### Dataset records
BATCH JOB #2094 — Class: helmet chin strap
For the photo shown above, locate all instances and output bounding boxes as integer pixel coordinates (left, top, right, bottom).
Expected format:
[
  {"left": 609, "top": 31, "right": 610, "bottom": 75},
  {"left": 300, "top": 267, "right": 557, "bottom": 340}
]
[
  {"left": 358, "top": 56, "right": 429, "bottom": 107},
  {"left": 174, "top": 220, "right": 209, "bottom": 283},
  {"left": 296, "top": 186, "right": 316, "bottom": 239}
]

### Requirement
Copying begins at the line that holds "For the photo" and ends at the last line of the data above, with both included and each line kept exactly.

### Completed exercise
For the photo shown above, locate all instances and output bounding boxes as integer pixel coordinates (left, top, right, bottom).
Expected format:
[
  {"left": 609, "top": 31, "right": 610, "bottom": 75},
  {"left": 300, "top": 267, "right": 557, "bottom": 340}
]
[
  {"left": 358, "top": 56, "right": 429, "bottom": 107},
  {"left": 174, "top": 220, "right": 209, "bottom": 283},
  {"left": 296, "top": 186, "right": 316, "bottom": 239}
]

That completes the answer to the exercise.